═════ Texte du document
La découverte d’une anomalie thyroïdienne lors de l’examen clinique est une situation fréquente.
S’il s’agit de nodule(s), l’anxiété des patients est parfois très présente avec en filigrane la peur du cancer que les médias, autour de l’accident de Tchernobyl, ont bien entretenu.
UNE SITUATION FRÉQUENTE :
Prévalence de la pathologie bénigne :
Nous manquons de données concernant la prévalence des goitres simples. Rappelons qu’il s’agit d’augmentation homogène de volume du corps thyroïde, sans aucun signe de dysthyréose. Ces goitres simples étaient classiquement plus fréquents dans les zones géographiques de carence iodée : en France, l’Auvergne, la Savoie, mais aussi l’Aisne, l’Orne ; et parmi notre population immigrée : la Kabylie. L’iodation du sel alimentaire comme la circulation des fruits et des légumes (on mange aussi des tomates marocaines ou hollandaises en Auvergne) ont considérablement réduit le problème. La Kabylie, région très carencée, fournit encore de nombreux cas de goitres simples et nodulaires. Une étude française récente a montré chez 1 108 femmes, mais non chez 792 hommes, une relation inverse entre le volume de la thyroïde appréciée échographiquement et le taux sérique de sélénium, et pas de relation avec l’iodurie. Mais ces mesures étaient ponctuelles quand le volume thyroïdien est plus stable.
La prévalence des nodules thyroïdiens est beaucoup plus étudiée.
Dans la population adulte, elle est, pour les nodules cliniquement palpables, comprise entre 2 et 8 %. L’attention portée à l’examen clinique de la thyroïde par les médecins généralistes comme leur habileté dans cette recherche joue un grand rôle : certains découvrent beaucoup de nodules, d’autres très peu. La qualité de l’examen clinique étant également variable chez les spécialistes et chez ceux qui entreprennent une étude épidémiologique, on conçoit la disparité des résultats publiés, d’autant qu’un nodule de plus de 10 mm de diamètre, surtout s’il est à développement postérieur, peut parfaitement être non palpable
La prédominance féminine en matière de pathologie thyroïdienne est habituelle.
La prévalence échographique des nodules est comme attendu bien plus importante. Selon les études, elle varie entre 20 et 40 % de la population adulte. Nous avons la chance de disposer en France de données très récentes, fournies par l’étude de prévention nutritionnelle Suvimax.
══════════
═════ Données brutes
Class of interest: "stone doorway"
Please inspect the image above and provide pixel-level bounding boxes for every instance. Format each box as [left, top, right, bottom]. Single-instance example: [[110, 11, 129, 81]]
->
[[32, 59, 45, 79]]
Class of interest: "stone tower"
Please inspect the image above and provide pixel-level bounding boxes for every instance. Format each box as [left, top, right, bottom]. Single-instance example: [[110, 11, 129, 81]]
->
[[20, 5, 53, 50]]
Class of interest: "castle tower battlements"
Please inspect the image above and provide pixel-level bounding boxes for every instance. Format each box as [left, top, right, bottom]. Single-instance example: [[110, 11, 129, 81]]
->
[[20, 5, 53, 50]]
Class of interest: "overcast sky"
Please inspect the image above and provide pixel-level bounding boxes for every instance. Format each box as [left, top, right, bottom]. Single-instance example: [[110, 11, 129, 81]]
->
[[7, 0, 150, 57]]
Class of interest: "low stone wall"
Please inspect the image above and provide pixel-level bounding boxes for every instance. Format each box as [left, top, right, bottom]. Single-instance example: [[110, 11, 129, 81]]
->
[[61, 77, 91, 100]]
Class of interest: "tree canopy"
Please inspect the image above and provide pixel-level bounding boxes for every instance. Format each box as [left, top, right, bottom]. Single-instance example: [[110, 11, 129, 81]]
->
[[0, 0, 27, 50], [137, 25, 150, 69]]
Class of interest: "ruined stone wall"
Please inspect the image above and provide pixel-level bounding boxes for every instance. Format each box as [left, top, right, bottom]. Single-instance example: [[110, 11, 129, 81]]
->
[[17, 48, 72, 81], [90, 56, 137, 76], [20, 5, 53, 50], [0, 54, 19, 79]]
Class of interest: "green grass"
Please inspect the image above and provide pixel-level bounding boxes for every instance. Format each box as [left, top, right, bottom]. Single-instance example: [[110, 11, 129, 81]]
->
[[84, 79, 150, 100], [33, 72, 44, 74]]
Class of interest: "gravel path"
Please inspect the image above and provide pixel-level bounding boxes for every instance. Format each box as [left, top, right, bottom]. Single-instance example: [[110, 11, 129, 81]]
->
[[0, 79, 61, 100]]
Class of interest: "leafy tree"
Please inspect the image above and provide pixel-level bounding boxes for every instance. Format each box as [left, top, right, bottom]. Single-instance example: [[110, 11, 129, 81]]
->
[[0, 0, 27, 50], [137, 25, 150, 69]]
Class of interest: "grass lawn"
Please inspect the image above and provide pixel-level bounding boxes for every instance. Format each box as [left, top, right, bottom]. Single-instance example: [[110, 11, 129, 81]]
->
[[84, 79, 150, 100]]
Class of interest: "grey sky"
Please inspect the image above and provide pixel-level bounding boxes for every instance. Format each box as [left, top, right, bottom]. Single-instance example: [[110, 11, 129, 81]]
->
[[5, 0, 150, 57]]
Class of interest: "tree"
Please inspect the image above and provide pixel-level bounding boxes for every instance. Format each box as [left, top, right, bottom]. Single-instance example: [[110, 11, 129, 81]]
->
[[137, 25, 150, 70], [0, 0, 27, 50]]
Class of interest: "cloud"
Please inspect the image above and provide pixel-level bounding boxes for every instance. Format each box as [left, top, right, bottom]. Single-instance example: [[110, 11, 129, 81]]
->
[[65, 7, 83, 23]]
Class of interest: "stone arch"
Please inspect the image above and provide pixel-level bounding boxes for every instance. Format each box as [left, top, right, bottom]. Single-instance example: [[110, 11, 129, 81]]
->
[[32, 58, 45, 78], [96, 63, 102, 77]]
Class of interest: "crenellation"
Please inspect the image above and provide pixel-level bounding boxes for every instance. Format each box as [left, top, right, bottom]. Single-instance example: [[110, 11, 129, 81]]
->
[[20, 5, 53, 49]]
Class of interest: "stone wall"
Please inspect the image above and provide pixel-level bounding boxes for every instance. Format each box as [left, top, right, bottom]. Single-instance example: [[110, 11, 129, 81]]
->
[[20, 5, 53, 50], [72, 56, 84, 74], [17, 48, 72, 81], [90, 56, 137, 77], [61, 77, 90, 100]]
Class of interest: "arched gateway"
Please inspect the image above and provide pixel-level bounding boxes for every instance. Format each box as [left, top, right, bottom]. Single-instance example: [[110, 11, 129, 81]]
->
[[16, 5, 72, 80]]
══════════
→ **Action requise 1**
Dans le texte sur les anomalies thyroïdiennes, relevez toutes les régions citées comme zones géographiques de carence iodée.
→ **Action requise 2**
Mettez à jour le passage du texte sur les anomalies thyroïdiennes allant de « La prévalence des nodules » jusqu'à « thyroïdienne est habituelle. » inclus, en remplaçant « médecins généralistes » par « praticiens de ville ».

→ **Solution proposée 1**
l'Auvergne, la Savoie, l'Aisne, l'Orne, la Kabylie

→ **Solution proposée 2**
La prévalence des nodules thyroïdiens est beaucoup plus étudiée.
Dans la population adulte, elle est, pour les nodules cliniquement palpables, comprise entre 2 et 8 %. L’attention portée à l’examen clinique de la thyroïde par les praticiens de ville comme leur habileté dans cette recherche joue un grand rôle : certains découvrent beaucoup de nodules, d’autres très peu. La qualité de l’examen clinique étant également variable chez les spécialistes et chez ceux qui entreprennent une étude épidémiologique, on conçoit la disparité des résultats publiés, d’autant qu’un nodule de plus de 10 mm de diamètre, surtout s’il est à développement postérieur, peut parfaitement être non palpable
La prédominance féminine en matière de pathologie thyroïdienne est habituelle.